* [WHAT IS REQUIRED]: Return each line of the listing below that contains the word "kitchen", copied in full.

* [EXERCISE INPUT]:
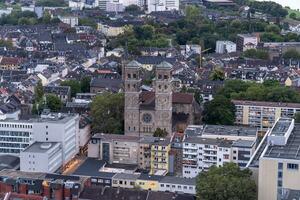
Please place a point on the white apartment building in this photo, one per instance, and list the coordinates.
(216, 145)
(42, 157)
(114, 148)
(178, 185)
(246, 41)
(225, 47)
(276, 163)
(17, 135)
(262, 114)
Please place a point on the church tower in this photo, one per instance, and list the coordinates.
(163, 97)
(132, 84)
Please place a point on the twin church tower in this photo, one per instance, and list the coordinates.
(146, 111)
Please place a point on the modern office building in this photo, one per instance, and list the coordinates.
(42, 157)
(16, 135)
(225, 47)
(160, 151)
(114, 148)
(276, 161)
(216, 145)
(262, 114)
(246, 41)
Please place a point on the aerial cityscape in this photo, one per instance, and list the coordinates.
(149, 100)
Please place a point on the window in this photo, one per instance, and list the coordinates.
(292, 166)
(279, 174)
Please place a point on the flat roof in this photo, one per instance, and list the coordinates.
(90, 167)
(41, 147)
(289, 151)
(201, 140)
(229, 130)
(126, 176)
(266, 104)
(116, 137)
(281, 126)
(144, 176)
(178, 180)
(243, 143)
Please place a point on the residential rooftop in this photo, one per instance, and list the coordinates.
(229, 130)
(289, 151)
(266, 104)
(41, 147)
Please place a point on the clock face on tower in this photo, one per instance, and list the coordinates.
(147, 118)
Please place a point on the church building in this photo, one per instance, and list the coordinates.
(161, 108)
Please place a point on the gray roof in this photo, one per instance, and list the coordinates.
(134, 64)
(41, 147)
(201, 140)
(125, 176)
(229, 130)
(164, 65)
(289, 151)
(91, 167)
(243, 143)
(178, 180)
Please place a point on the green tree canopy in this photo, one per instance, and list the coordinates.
(53, 103)
(192, 13)
(107, 111)
(256, 54)
(160, 133)
(219, 111)
(75, 86)
(224, 183)
(39, 91)
(291, 54)
(217, 74)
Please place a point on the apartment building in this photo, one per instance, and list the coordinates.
(114, 148)
(278, 161)
(144, 155)
(225, 47)
(17, 135)
(262, 114)
(160, 151)
(216, 145)
(246, 41)
(162, 5)
(42, 157)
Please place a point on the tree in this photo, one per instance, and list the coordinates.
(107, 111)
(75, 86)
(224, 183)
(160, 133)
(217, 74)
(53, 103)
(297, 117)
(192, 13)
(291, 54)
(39, 91)
(85, 84)
(133, 9)
(256, 54)
(273, 28)
(219, 111)
(293, 16)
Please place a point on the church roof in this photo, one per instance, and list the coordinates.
(164, 65)
(134, 64)
(148, 99)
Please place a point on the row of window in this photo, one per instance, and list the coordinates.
(178, 186)
(15, 126)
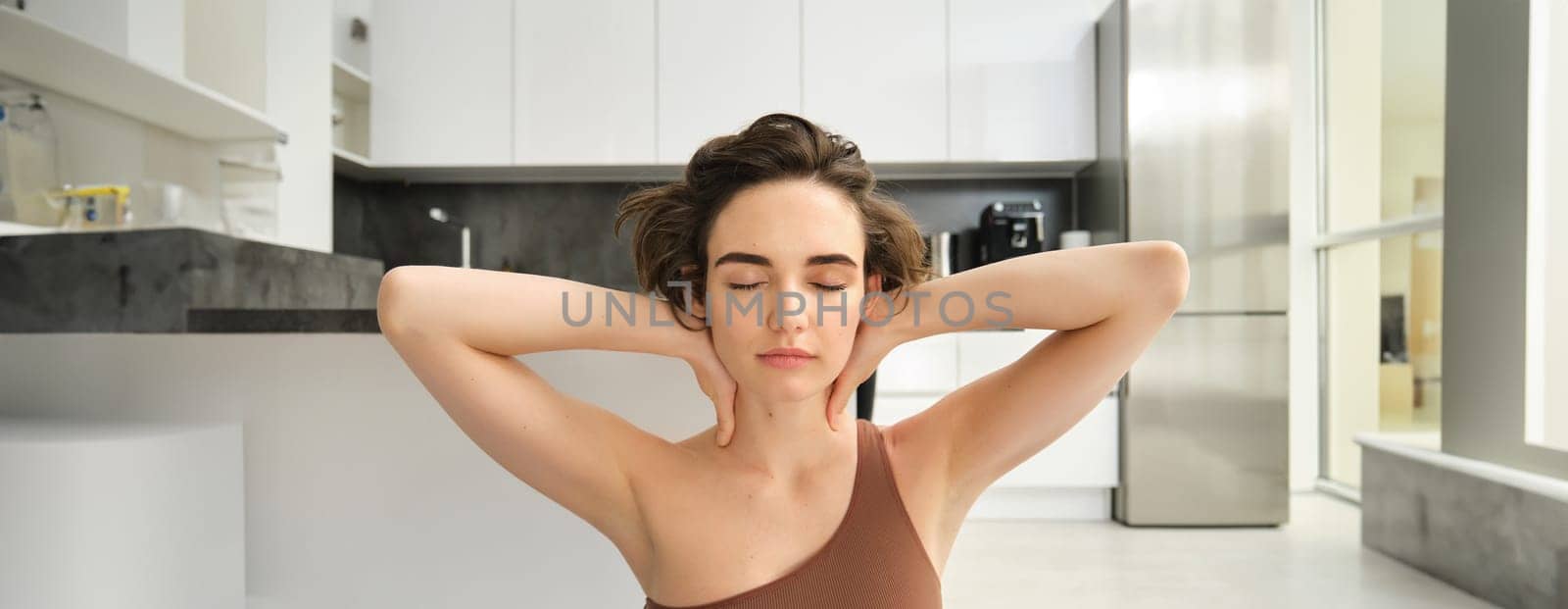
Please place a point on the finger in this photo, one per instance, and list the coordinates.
(728, 421)
(833, 399)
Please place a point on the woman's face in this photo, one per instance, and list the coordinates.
(773, 253)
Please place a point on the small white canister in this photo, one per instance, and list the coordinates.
(1074, 239)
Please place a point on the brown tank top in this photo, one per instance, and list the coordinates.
(872, 561)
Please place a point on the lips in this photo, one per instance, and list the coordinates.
(786, 358)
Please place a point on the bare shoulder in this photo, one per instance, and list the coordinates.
(919, 468)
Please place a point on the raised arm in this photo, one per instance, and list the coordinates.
(460, 330)
(1105, 305)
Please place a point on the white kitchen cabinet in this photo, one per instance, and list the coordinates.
(148, 31)
(723, 65)
(444, 82)
(584, 88)
(985, 350)
(893, 408)
(883, 86)
(1082, 457)
(1023, 78)
(1066, 479)
(922, 366)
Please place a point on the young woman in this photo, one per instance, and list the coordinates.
(780, 242)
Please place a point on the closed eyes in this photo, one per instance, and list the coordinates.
(760, 282)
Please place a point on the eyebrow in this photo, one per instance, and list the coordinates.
(764, 261)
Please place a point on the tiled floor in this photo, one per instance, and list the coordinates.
(1316, 561)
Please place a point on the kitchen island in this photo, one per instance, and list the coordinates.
(360, 490)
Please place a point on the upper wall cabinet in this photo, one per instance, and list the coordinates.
(444, 78)
(877, 73)
(721, 65)
(1023, 78)
(584, 82)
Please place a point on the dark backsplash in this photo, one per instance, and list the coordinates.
(564, 229)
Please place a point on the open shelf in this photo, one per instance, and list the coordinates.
(55, 60)
(357, 167)
(350, 82)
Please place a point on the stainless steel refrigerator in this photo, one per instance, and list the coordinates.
(1194, 146)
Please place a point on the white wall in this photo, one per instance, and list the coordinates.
(300, 101)
(360, 488)
(226, 47)
(344, 47)
(1303, 258)
(1546, 250)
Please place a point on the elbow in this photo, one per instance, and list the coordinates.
(1170, 272)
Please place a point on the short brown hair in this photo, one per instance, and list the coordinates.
(673, 220)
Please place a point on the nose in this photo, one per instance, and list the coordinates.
(789, 310)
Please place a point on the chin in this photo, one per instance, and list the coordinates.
(789, 386)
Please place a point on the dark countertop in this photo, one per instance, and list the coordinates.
(281, 321)
(179, 279)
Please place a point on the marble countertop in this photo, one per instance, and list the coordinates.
(179, 279)
(281, 321)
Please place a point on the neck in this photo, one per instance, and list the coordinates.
(788, 439)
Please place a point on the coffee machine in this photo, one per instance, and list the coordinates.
(1016, 228)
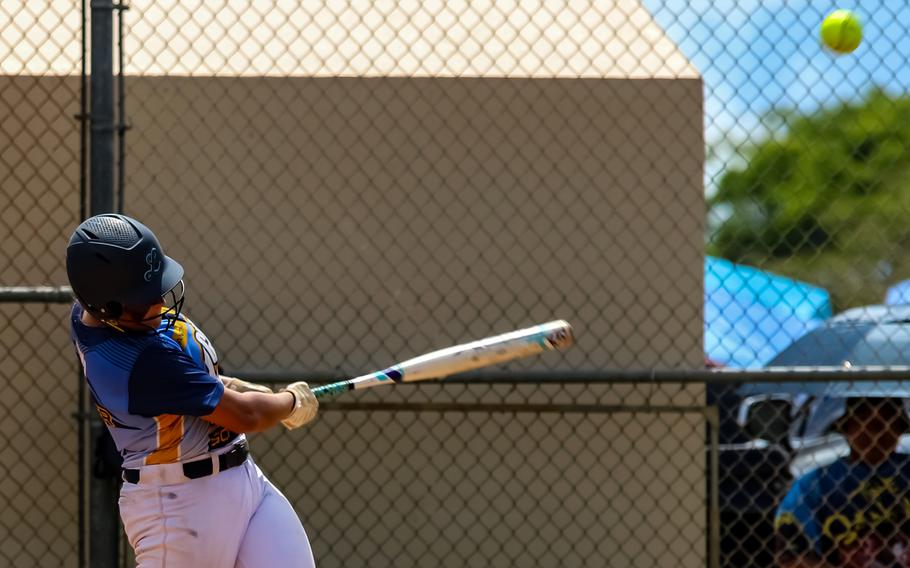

* [RESULT BELOW]:
Please place a point on the white kitchen cabinet in this photo, one per instance, and list the coordinates.
Please place a point on the kitchen island in this photo, one per instance, and list the coordinates.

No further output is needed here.